> _REQUEST_: Lay out the material from the line containing "For the benchmark, indicate the rope" through the line containing "point(847, 454)" as a Markdown table with the columns Row and Line. Give each line its own numbered row and leave out blank lines.

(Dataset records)
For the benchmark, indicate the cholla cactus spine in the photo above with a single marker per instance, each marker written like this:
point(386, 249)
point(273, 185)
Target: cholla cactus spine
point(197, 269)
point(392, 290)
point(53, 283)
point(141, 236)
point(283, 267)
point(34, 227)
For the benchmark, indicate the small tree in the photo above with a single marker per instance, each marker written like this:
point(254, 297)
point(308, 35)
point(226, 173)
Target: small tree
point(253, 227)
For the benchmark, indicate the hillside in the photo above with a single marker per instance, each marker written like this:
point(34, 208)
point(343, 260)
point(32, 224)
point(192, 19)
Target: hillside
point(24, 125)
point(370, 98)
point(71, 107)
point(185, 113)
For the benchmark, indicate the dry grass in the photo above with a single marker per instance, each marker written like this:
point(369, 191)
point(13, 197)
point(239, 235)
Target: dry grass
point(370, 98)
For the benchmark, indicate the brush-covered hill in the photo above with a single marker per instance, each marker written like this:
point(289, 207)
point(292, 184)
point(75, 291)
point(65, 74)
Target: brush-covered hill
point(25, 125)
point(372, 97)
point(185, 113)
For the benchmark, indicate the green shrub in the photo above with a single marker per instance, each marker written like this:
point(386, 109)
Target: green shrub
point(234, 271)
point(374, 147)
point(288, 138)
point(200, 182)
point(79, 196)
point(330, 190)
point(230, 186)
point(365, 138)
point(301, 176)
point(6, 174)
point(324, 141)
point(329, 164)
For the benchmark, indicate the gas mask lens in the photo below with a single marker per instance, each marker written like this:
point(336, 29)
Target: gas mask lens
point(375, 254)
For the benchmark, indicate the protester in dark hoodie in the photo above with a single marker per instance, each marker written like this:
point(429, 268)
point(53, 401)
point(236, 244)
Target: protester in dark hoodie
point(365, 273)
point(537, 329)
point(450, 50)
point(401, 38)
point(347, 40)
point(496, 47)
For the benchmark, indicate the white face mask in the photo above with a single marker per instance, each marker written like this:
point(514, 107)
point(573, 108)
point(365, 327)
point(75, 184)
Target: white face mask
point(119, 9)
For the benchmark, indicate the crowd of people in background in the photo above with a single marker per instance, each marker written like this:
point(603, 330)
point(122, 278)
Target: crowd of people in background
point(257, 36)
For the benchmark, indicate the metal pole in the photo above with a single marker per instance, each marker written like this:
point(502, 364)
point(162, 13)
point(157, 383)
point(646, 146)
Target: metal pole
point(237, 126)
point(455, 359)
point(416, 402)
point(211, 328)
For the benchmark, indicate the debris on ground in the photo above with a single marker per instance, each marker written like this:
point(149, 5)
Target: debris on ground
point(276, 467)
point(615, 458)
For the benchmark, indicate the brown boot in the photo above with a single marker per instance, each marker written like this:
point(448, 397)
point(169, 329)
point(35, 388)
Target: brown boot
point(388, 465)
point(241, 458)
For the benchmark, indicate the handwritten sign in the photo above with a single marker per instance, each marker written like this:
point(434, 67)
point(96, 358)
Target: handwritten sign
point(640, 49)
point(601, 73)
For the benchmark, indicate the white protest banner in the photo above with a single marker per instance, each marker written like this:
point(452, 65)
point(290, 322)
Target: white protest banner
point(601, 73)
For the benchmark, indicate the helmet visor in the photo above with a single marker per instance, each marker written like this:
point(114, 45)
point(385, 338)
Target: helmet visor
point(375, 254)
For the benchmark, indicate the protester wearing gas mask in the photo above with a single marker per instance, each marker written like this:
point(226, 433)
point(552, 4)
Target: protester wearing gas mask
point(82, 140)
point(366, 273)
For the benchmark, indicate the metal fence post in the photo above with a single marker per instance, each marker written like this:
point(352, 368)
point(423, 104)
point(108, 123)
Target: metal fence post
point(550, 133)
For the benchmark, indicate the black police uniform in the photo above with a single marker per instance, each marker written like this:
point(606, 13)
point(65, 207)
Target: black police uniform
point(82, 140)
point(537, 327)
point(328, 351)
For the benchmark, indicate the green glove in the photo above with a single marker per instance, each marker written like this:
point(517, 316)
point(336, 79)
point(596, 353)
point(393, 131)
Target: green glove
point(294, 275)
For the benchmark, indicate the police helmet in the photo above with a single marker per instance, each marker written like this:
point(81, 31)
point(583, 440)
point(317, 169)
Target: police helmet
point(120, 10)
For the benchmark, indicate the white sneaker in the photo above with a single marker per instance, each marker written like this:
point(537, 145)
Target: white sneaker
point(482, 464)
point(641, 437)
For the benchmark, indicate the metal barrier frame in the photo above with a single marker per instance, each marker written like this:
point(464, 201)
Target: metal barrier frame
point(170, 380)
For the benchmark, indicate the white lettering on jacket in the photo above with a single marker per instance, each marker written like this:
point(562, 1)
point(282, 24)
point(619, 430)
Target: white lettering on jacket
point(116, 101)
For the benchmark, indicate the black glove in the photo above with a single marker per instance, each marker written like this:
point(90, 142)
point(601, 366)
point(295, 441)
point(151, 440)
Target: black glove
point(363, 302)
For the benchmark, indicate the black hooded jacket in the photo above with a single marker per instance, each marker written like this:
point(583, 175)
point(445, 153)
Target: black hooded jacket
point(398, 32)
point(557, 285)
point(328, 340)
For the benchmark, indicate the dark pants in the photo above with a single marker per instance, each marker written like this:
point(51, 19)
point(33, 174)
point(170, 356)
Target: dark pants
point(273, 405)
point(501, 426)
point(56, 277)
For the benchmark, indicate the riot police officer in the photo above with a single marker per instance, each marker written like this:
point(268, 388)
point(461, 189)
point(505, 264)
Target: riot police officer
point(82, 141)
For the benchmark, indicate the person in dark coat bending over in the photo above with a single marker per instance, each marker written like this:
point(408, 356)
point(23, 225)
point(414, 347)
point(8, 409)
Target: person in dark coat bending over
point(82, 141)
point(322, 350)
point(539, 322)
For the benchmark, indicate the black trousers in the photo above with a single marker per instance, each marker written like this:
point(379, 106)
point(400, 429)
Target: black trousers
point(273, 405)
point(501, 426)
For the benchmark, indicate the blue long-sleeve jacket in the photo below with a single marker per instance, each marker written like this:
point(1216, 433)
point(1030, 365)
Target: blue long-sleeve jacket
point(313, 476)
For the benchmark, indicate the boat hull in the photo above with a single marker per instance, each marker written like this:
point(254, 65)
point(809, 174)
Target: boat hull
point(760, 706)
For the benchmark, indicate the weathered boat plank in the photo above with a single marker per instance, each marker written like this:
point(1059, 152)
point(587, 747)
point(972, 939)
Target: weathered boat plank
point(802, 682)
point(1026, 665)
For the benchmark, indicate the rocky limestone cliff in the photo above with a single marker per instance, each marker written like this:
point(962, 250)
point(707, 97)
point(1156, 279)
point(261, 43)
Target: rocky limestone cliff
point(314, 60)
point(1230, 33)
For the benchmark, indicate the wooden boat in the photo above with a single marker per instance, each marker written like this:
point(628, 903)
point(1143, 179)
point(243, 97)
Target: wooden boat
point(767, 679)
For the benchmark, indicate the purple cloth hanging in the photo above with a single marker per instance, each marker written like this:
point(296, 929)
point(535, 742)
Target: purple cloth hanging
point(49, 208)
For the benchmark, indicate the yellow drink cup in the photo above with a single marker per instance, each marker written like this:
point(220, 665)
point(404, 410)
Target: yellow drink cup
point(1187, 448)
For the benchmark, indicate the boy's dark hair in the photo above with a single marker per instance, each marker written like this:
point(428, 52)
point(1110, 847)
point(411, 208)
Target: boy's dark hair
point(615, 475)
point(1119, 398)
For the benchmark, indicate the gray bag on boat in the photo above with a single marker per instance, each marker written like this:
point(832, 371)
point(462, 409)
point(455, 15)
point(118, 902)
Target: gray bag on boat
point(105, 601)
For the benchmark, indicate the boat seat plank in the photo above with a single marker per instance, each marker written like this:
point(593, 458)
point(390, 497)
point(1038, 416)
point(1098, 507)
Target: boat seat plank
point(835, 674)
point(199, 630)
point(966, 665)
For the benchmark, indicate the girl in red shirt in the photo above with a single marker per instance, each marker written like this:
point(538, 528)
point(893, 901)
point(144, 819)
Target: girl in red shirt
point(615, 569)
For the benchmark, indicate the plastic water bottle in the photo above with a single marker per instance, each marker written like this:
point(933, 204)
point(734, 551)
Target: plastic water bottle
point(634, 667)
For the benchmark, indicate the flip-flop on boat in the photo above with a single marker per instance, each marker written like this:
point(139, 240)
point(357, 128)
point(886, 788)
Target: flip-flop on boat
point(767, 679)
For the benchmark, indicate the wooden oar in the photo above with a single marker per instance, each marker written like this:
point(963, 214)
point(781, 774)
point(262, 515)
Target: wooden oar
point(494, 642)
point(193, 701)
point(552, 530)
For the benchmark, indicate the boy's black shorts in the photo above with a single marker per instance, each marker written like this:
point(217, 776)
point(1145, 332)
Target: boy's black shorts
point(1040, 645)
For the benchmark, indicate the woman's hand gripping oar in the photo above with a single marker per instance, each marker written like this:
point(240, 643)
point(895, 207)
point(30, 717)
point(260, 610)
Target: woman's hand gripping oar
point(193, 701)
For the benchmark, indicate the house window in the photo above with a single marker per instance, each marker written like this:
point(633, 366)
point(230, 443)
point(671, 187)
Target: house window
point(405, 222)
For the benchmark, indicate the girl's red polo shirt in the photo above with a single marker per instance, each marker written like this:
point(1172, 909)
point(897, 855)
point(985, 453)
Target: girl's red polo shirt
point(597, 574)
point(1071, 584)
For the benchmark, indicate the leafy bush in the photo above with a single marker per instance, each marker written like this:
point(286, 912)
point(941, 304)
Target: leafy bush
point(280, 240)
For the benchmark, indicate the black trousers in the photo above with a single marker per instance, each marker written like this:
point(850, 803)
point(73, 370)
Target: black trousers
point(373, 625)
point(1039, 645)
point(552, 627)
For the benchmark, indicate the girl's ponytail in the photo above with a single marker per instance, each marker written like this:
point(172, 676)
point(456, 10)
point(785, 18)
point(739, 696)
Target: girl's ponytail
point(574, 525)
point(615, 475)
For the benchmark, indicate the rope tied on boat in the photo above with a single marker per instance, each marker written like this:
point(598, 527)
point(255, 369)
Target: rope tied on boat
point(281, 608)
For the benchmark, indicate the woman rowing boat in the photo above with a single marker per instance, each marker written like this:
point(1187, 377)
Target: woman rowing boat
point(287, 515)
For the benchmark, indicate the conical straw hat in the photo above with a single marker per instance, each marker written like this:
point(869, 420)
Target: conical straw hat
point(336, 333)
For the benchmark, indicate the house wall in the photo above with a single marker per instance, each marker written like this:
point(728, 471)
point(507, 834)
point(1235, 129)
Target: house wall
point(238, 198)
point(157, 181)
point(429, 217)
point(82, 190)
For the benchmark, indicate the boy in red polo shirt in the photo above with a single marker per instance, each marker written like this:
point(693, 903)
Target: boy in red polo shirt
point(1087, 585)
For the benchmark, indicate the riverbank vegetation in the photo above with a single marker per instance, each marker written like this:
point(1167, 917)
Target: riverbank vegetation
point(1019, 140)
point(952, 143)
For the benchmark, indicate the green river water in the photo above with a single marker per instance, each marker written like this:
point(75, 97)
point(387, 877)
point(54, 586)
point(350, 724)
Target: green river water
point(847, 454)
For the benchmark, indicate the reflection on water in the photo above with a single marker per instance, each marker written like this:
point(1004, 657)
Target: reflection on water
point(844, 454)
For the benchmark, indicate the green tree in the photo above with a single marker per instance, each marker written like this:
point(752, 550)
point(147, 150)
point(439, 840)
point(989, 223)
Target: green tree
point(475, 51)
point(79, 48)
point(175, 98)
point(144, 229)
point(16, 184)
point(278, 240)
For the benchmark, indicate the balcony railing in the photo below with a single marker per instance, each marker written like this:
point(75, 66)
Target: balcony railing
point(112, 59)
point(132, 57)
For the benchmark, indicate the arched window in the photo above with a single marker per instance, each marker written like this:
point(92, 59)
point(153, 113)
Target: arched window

> _FINISHED TASK_:
| Row | Line |
|---|---|
| 1 | For the benchmark, indicate the rope tied on boat in the photo above with a single marker per instance, each marker written like this: |
| 2 | point(598, 527) |
| 3 | point(255, 369) |
| 4 | Target: rope tied on boat |
| 5 | point(281, 608) |
| 6 | For the benchmark, indicate the woman rowing boat in the photo above with a single marker per instance, each marker written like this: |
| 7 | point(1187, 377) |
| 8 | Target: woman rowing boat |
| 9 | point(287, 515) |
| 10 | For the benchmark, indicate the conical straw hat in the photo above with a single marker per instance, each marker written like this: |
| 11 | point(869, 420) |
| 12 | Target: conical straw hat |
| 13 | point(336, 333) |
| 14 | For the benchmark, indicate the house wall in the photo above with a single marker per instance, each marker written like this: |
| 15 | point(728, 471) |
| 16 | point(507, 834) |
| 17 | point(1235, 129) |
| 18 | Target: house wall |
| 19 | point(238, 198) |
| 20 | point(157, 181) |
| 21 | point(429, 217) |
| 22 | point(82, 190) |
| 23 | For the benchmark, indicate the boy in red polo shirt in the photo above with a single marker per instance, each marker written like this: |
| 24 | point(693, 903) |
| 25 | Target: boy in red polo shirt |
| 26 | point(1087, 585) |
| 27 | For the benchmark, indicate the riverbank vegetation in the photo above with a single marker per instance, each marker written like this: |
| 28 | point(1167, 917) |
| 29 | Target: riverbank vegetation |
| 30 | point(1019, 140) |
| 31 | point(952, 143) |
| 32 | For the benchmark, indicate the green river water in the photo above with a single marker per instance, each marker written like this: |
| 33 | point(75, 97) |
| 34 | point(387, 877) |
| 35 | point(54, 586) |
| 36 | point(350, 724) |
| 37 | Target: green river water |
| 38 | point(847, 454) |